§ Task statement
Please quote only the lines that start at the one with "adult thumb, which" and go on to the last line of the data, both ends kept.

- - - - -

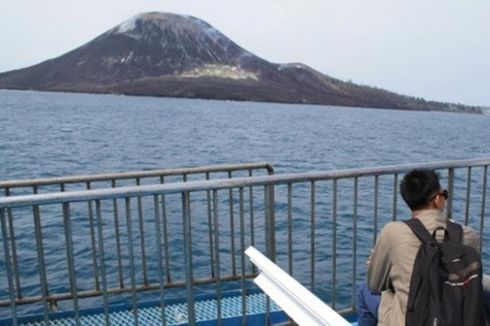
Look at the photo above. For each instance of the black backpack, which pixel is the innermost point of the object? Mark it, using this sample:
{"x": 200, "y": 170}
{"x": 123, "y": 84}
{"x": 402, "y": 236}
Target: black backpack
{"x": 446, "y": 282}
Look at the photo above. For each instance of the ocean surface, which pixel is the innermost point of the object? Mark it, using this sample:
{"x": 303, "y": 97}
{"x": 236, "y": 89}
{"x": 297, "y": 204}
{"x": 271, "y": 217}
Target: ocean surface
{"x": 53, "y": 134}
{"x": 59, "y": 134}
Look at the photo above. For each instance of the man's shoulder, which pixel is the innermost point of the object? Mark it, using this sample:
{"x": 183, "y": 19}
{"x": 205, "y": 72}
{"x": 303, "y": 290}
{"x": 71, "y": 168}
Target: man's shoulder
{"x": 470, "y": 238}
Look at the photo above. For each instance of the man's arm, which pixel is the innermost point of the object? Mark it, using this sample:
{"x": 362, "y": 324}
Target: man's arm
{"x": 470, "y": 238}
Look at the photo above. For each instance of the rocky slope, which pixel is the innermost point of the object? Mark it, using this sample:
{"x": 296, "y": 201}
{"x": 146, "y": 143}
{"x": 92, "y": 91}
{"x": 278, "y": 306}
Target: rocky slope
{"x": 161, "y": 54}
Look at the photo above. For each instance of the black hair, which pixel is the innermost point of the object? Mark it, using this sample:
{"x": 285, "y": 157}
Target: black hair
{"x": 418, "y": 186}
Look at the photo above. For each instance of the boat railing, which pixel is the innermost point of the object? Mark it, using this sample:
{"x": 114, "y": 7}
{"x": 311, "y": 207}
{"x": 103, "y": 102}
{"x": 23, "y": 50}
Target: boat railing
{"x": 319, "y": 226}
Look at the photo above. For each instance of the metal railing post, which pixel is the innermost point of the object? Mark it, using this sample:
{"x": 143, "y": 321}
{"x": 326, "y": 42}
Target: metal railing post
{"x": 6, "y": 249}
{"x": 312, "y": 235}
{"x": 40, "y": 262}
{"x": 217, "y": 255}
{"x": 102, "y": 262}
{"x": 450, "y": 189}
{"x": 189, "y": 278}
{"x": 71, "y": 260}
{"x": 158, "y": 236}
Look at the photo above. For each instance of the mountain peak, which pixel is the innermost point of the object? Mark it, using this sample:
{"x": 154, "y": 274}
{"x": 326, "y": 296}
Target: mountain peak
{"x": 152, "y": 23}
{"x": 164, "y": 54}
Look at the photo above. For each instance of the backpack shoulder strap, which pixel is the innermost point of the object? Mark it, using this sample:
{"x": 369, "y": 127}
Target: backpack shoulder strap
{"x": 455, "y": 232}
{"x": 419, "y": 230}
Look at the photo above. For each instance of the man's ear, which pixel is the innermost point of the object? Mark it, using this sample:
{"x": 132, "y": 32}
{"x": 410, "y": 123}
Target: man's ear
{"x": 439, "y": 202}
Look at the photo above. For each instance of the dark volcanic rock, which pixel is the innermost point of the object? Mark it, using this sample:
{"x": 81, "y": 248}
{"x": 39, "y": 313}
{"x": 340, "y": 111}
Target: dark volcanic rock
{"x": 162, "y": 54}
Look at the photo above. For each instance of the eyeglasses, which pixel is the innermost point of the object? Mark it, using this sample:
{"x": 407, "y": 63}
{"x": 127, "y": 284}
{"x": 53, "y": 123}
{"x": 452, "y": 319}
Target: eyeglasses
{"x": 442, "y": 193}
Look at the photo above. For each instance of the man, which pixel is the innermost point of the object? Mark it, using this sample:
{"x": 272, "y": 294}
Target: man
{"x": 391, "y": 262}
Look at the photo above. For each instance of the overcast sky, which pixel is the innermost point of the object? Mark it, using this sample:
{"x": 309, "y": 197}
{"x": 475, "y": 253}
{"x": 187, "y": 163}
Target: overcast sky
{"x": 436, "y": 49}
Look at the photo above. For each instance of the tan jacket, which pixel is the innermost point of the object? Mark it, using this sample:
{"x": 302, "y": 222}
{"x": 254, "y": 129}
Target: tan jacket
{"x": 391, "y": 263}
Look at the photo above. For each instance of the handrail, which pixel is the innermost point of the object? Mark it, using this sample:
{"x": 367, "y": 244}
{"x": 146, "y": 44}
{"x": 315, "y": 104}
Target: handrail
{"x": 145, "y": 190}
{"x": 136, "y": 174}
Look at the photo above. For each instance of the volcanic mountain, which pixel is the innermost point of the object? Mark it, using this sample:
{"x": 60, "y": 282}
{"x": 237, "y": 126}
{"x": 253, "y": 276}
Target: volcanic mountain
{"x": 161, "y": 54}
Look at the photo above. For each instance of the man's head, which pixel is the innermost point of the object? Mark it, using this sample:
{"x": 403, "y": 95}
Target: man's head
{"x": 420, "y": 188}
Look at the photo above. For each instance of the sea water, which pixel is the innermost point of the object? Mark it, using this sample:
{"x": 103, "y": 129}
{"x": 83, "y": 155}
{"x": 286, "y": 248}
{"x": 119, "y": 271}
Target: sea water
{"x": 59, "y": 134}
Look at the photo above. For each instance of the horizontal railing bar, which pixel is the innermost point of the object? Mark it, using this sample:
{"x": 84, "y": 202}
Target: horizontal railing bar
{"x": 178, "y": 187}
{"x": 136, "y": 174}
{"x": 138, "y": 288}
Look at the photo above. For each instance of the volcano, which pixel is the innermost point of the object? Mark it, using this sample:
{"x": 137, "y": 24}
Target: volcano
{"x": 162, "y": 54}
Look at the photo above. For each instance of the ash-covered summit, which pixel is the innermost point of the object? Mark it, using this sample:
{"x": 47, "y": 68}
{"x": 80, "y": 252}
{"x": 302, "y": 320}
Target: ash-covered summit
{"x": 162, "y": 54}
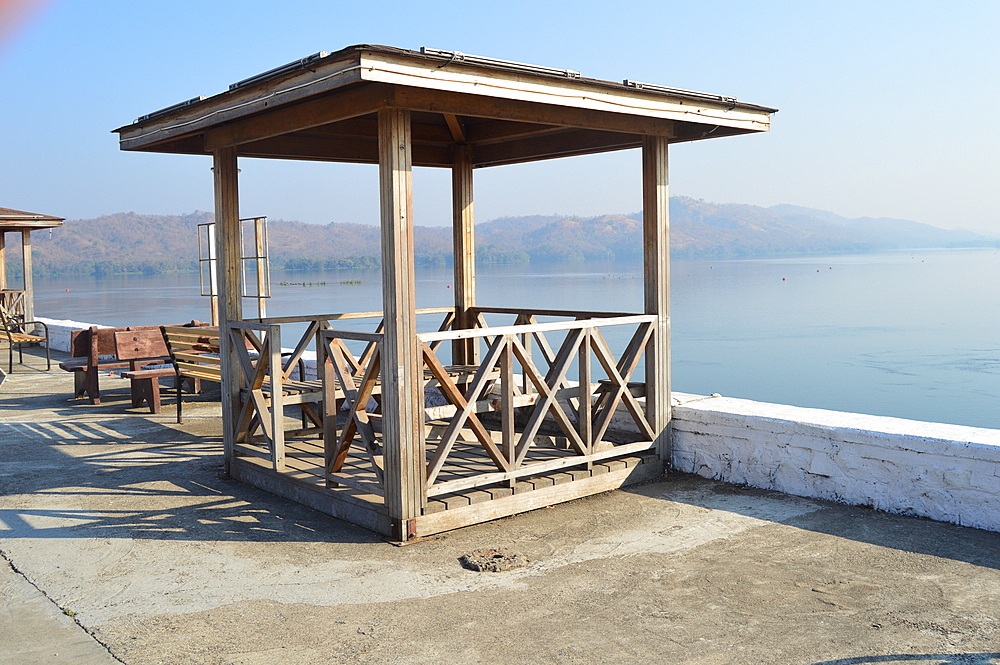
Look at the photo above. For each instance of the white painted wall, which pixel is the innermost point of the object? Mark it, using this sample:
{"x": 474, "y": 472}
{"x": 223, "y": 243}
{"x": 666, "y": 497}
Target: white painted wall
{"x": 945, "y": 472}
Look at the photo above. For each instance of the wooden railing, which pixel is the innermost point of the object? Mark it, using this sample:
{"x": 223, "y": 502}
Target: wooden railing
{"x": 267, "y": 382}
{"x": 503, "y": 404}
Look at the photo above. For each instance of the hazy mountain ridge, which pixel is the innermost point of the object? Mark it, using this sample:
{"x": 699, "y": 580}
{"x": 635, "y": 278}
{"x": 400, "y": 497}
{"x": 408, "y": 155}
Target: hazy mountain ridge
{"x": 130, "y": 242}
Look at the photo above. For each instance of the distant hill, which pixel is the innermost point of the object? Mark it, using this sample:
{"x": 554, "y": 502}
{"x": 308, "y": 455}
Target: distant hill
{"x": 130, "y": 242}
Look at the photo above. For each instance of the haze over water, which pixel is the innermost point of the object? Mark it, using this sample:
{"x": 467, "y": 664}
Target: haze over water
{"x": 906, "y": 334}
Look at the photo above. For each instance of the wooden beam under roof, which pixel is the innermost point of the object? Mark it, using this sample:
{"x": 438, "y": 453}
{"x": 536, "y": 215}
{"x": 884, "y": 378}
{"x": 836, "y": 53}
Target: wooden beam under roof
{"x": 493, "y": 131}
{"x": 323, "y": 110}
{"x": 330, "y": 149}
{"x": 565, "y": 144}
{"x": 438, "y": 101}
{"x": 367, "y": 127}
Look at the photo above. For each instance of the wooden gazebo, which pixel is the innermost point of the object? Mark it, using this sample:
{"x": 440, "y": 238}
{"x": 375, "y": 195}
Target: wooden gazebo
{"x": 20, "y": 302}
{"x": 528, "y": 400}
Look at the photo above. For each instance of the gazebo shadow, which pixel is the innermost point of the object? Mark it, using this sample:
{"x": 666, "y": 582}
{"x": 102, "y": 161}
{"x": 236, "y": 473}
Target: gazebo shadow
{"x": 168, "y": 489}
{"x": 938, "y": 658}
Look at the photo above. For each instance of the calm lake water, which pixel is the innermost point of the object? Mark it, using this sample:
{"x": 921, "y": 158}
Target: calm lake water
{"x": 907, "y": 334}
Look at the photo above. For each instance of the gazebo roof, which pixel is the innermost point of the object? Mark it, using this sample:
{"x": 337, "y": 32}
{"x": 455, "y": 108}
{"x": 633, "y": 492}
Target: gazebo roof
{"x": 324, "y": 108}
{"x": 19, "y": 220}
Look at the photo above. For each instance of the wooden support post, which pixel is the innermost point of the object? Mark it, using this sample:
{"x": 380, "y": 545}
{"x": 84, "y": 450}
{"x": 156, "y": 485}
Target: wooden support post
{"x": 29, "y": 289}
{"x": 464, "y": 352}
{"x": 227, "y": 252}
{"x": 656, "y": 276}
{"x": 3, "y": 260}
{"x": 402, "y": 398}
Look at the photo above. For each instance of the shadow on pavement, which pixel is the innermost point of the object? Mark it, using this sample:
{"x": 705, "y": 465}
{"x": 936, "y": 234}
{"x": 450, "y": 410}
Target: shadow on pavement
{"x": 938, "y": 658}
{"x": 133, "y": 477}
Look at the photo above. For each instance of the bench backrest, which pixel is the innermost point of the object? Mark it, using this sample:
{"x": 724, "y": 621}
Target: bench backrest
{"x": 138, "y": 344}
{"x": 95, "y": 341}
{"x": 194, "y": 351}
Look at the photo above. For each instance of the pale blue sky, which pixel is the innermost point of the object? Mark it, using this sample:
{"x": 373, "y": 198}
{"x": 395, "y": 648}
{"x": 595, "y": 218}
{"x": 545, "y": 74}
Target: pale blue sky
{"x": 885, "y": 107}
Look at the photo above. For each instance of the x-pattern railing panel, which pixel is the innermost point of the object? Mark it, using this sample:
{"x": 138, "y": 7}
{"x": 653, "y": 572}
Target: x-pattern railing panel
{"x": 553, "y": 392}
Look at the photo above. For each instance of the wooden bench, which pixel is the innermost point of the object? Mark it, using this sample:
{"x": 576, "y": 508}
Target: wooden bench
{"x": 195, "y": 355}
{"x": 16, "y": 333}
{"x": 145, "y": 382}
{"x": 96, "y": 349}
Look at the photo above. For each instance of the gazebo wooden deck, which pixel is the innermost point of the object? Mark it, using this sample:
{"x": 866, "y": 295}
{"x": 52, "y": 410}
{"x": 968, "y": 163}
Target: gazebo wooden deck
{"x": 527, "y": 411}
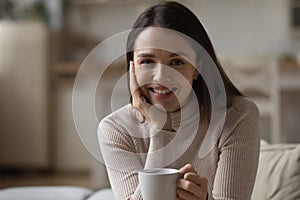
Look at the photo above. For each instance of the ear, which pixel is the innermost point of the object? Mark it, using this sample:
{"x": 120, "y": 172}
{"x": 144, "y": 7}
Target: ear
{"x": 197, "y": 70}
{"x": 195, "y": 74}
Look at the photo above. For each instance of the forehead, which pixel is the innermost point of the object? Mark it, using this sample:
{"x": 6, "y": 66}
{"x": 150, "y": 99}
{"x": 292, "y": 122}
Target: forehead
{"x": 164, "y": 39}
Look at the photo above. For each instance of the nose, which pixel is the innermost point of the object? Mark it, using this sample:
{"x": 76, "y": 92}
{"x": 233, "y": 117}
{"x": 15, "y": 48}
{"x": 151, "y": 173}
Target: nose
{"x": 161, "y": 74}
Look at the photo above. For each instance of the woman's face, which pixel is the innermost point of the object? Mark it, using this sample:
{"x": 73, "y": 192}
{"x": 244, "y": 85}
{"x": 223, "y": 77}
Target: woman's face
{"x": 164, "y": 64}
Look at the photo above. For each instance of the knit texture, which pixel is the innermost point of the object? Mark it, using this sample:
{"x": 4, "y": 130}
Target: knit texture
{"x": 230, "y": 165}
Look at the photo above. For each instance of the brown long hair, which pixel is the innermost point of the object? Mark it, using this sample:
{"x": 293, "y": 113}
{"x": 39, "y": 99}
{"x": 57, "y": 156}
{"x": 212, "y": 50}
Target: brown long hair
{"x": 175, "y": 16}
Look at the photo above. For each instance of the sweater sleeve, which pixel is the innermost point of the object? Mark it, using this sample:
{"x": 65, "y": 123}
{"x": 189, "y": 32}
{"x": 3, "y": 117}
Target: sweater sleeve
{"x": 238, "y": 155}
{"x": 122, "y": 163}
{"x": 123, "y": 160}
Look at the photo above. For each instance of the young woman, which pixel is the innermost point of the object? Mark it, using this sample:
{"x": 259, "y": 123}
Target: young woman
{"x": 180, "y": 115}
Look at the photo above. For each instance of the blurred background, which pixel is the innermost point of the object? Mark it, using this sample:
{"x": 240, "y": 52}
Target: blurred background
{"x": 43, "y": 43}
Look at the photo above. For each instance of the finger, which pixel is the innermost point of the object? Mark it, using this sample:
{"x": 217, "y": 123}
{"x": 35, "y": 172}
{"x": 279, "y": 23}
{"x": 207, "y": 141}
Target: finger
{"x": 133, "y": 81}
{"x": 190, "y": 187}
{"x": 195, "y": 178}
{"x": 182, "y": 194}
{"x": 187, "y": 168}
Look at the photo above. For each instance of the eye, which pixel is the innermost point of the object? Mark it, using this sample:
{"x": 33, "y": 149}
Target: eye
{"x": 176, "y": 62}
{"x": 147, "y": 62}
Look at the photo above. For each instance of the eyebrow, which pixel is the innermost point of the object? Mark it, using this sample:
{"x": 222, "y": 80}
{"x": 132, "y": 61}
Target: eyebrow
{"x": 149, "y": 55}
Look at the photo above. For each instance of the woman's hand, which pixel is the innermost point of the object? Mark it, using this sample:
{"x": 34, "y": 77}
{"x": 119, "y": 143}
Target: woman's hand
{"x": 157, "y": 118}
{"x": 191, "y": 186}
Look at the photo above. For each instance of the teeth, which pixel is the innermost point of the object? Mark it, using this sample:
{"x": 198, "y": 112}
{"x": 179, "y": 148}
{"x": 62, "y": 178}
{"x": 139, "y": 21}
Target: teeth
{"x": 165, "y": 91}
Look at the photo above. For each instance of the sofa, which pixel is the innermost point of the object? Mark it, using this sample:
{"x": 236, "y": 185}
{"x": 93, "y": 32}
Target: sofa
{"x": 278, "y": 178}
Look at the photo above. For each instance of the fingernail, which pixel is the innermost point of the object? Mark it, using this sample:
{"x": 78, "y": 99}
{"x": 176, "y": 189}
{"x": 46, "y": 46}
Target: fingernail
{"x": 130, "y": 66}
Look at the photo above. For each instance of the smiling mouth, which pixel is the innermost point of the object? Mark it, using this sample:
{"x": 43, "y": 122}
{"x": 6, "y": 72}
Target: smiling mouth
{"x": 162, "y": 91}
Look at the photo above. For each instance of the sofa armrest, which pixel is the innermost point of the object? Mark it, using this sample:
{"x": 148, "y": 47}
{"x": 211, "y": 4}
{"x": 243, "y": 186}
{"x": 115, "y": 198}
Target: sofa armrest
{"x": 45, "y": 193}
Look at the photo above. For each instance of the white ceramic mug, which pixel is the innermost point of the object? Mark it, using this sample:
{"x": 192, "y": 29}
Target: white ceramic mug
{"x": 156, "y": 184}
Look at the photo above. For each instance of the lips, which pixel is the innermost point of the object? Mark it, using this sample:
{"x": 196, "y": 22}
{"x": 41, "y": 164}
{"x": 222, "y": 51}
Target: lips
{"x": 161, "y": 92}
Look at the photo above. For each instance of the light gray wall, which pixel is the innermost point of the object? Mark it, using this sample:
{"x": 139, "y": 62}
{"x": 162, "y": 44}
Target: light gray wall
{"x": 235, "y": 26}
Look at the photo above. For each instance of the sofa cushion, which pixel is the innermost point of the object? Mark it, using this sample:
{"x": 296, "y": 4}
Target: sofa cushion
{"x": 45, "y": 193}
{"x": 278, "y": 175}
{"x": 104, "y": 194}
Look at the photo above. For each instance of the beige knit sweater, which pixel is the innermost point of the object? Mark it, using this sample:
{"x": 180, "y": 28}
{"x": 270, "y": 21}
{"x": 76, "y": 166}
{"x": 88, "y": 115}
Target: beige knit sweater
{"x": 230, "y": 165}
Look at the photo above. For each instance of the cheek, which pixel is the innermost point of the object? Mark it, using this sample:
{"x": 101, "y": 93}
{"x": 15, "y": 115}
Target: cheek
{"x": 143, "y": 77}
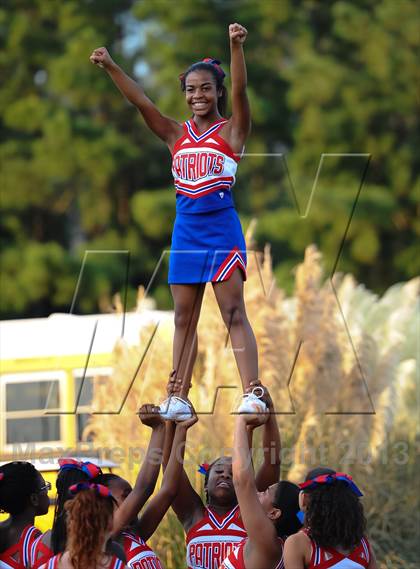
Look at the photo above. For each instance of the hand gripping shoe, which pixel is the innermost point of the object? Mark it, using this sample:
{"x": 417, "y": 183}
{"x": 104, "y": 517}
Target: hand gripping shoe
{"x": 252, "y": 402}
{"x": 175, "y": 409}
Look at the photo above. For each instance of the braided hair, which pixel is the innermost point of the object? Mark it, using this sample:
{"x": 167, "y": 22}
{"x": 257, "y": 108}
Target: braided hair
{"x": 65, "y": 479}
{"x": 334, "y": 514}
{"x": 213, "y": 67}
{"x": 286, "y": 499}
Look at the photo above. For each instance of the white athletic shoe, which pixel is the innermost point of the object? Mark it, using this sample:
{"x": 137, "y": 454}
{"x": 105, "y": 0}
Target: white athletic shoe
{"x": 175, "y": 409}
{"x": 252, "y": 402}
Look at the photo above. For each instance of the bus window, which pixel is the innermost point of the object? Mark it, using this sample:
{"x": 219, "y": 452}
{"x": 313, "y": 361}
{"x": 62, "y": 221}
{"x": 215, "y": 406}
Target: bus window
{"x": 83, "y": 395}
{"x": 26, "y": 401}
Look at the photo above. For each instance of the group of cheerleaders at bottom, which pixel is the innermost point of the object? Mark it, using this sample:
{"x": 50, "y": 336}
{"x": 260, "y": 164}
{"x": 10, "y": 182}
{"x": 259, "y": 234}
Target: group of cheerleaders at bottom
{"x": 249, "y": 521}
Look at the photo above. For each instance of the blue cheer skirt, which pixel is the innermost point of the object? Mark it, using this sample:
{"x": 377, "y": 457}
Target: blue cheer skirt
{"x": 206, "y": 247}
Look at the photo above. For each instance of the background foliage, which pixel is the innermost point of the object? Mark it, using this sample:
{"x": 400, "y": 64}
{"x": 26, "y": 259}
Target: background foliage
{"x": 80, "y": 171}
{"x": 349, "y": 401}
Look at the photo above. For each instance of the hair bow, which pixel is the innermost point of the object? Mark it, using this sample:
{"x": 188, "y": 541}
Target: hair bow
{"x": 91, "y": 470}
{"x": 216, "y": 63}
{"x": 330, "y": 479}
{"x": 100, "y": 489}
{"x": 203, "y": 468}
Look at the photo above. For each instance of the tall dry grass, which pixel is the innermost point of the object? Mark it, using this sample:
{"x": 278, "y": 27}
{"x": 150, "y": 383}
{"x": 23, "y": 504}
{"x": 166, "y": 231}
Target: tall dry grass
{"x": 340, "y": 364}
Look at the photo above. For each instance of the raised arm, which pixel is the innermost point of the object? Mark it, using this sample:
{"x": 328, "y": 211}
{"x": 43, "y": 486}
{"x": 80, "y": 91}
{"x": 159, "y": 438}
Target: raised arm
{"x": 165, "y": 128}
{"x": 269, "y": 471}
{"x": 188, "y": 505}
{"x": 148, "y": 473}
{"x": 262, "y": 546}
{"x": 241, "y": 115}
{"x": 159, "y": 504}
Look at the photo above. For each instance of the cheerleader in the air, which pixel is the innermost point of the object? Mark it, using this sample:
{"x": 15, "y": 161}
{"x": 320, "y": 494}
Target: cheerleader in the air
{"x": 207, "y": 240}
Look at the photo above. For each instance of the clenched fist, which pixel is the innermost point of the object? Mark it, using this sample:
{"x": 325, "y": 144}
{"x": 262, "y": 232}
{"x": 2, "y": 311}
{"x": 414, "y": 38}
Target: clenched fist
{"x": 101, "y": 57}
{"x": 237, "y": 33}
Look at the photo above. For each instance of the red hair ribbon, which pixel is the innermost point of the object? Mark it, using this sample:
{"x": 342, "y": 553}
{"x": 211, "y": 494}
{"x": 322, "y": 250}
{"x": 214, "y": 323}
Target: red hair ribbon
{"x": 91, "y": 470}
{"x": 100, "y": 489}
{"x": 203, "y": 468}
{"x": 330, "y": 479}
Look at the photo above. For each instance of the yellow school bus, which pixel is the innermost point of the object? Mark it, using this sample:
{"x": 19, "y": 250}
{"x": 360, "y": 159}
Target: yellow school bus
{"x": 47, "y": 367}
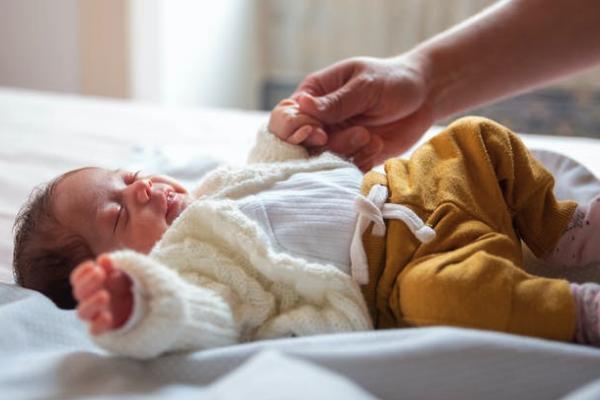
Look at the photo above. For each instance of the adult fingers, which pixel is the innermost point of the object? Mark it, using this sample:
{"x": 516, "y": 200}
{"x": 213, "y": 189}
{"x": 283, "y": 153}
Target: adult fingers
{"x": 318, "y": 137}
{"x": 350, "y": 100}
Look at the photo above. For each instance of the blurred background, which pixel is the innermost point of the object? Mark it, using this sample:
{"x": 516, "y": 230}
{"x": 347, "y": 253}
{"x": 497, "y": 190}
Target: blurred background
{"x": 244, "y": 53}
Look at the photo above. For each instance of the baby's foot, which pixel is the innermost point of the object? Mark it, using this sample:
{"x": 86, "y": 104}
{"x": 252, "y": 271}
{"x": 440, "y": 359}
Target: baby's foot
{"x": 580, "y": 243}
{"x": 587, "y": 303}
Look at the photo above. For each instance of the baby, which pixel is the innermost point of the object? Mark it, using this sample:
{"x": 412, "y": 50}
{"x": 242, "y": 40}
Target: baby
{"x": 289, "y": 246}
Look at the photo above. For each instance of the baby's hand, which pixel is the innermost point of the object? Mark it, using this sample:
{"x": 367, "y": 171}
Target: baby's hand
{"x": 104, "y": 294}
{"x": 290, "y": 125}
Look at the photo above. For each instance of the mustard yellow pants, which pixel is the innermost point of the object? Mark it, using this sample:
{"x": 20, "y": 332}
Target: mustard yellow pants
{"x": 481, "y": 190}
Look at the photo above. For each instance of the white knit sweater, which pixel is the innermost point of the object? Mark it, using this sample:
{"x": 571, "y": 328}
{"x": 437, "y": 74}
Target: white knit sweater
{"x": 213, "y": 279}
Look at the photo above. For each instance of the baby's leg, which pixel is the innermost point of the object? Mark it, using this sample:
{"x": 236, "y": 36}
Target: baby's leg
{"x": 580, "y": 243}
{"x": 477, "y": 286}
{"x": 587, "y": 302}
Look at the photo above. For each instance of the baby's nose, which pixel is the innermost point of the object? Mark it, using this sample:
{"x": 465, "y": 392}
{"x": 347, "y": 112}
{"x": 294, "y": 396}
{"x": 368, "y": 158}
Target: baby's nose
{"x": 143, "y": 190}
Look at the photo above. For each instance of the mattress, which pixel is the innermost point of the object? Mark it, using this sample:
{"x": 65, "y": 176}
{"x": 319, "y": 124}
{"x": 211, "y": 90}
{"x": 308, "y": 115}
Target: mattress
{"x": 46, "y": 352}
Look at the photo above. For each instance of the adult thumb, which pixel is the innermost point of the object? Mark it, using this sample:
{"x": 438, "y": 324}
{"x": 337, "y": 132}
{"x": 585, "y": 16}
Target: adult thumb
{"x": 337, "y": 106}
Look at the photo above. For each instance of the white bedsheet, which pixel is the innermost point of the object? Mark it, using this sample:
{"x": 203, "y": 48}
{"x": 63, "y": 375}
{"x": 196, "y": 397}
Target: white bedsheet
{"x": 45, "y": 352}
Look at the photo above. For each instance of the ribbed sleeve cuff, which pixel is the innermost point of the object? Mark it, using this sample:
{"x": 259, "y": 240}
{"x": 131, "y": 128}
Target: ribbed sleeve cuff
{"x": 178, "y": 315}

- - - - -

§ Answer to the exercise
Look at the photo above. For each instance of the adult thumb, which pixel is the innermost point of the object? Mark it, using this sample:
{"x": 438, "y": 324}
{"x": 337, "y": 132}
{"x": 585, "y": 16}
Target: adult thumb
{"x": 337, "y": 106}
Look at the photo above. For each instance of the white bedsheet, which pixel is the innermost point of the object? Mark it, using this sample:
{"x": 203, "y": 48}
{"x": 63, "y": 375}
{"x": 196, "y": 397}
Target: white bedsheet
{"x": 45, "y": 352}
Look at the photo above. For each instance of the ribbed sleeve cuff, which pixel is the innermost point of the object? Mark it, using this sample:
{"x": 259, "y": 240}
{"x": 131, "y": 128}
Target: ribbed sleeve cuff
{"x": 178, "y": 315}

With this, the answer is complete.